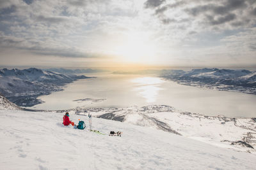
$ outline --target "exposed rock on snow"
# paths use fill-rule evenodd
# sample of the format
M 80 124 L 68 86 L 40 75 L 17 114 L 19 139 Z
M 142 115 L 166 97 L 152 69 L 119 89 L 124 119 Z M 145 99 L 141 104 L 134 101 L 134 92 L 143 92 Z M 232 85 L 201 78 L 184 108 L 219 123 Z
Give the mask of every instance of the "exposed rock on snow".
M 214 145 L 256 154 L 254 149 L 256 122 L 250 118 L 209 117 L 179 111 L 165 105 L 122 109 L 77 108 L 62 111 L 72 111 L 81 115 L 90 113 L 95 117 L 162 130 Z M 252 148 L 246 146 L 249 145 Z

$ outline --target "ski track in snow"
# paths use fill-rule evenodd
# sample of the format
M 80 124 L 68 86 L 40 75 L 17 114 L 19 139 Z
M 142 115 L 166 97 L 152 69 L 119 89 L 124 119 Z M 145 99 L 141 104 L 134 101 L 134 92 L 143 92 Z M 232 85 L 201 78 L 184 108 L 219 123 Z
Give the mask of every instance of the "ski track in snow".
M 93 118 L 100 135 L 62 124 L 63 113 L 0 110 L 0 169 L 253 169 L 256 155 L 172 133 Z M 88 125 L 88 117 L 70 113 Z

_Problem description_
How many lines of the data above contain the string "outline"? Case counts. Reply with the number only.

_Exercise solution_
2